# [Short exercise]
Return each line of the records below verbatim.

[Stored data]

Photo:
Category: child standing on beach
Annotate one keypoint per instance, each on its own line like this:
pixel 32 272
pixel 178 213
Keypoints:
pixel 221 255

# [Exercise answer]
Photo:
Category: child standing on beach
Annotate one keypoint per instance, each on its own line like this:
pixel 32 272
pixel 178 213
Keypoints:
pixel 221 255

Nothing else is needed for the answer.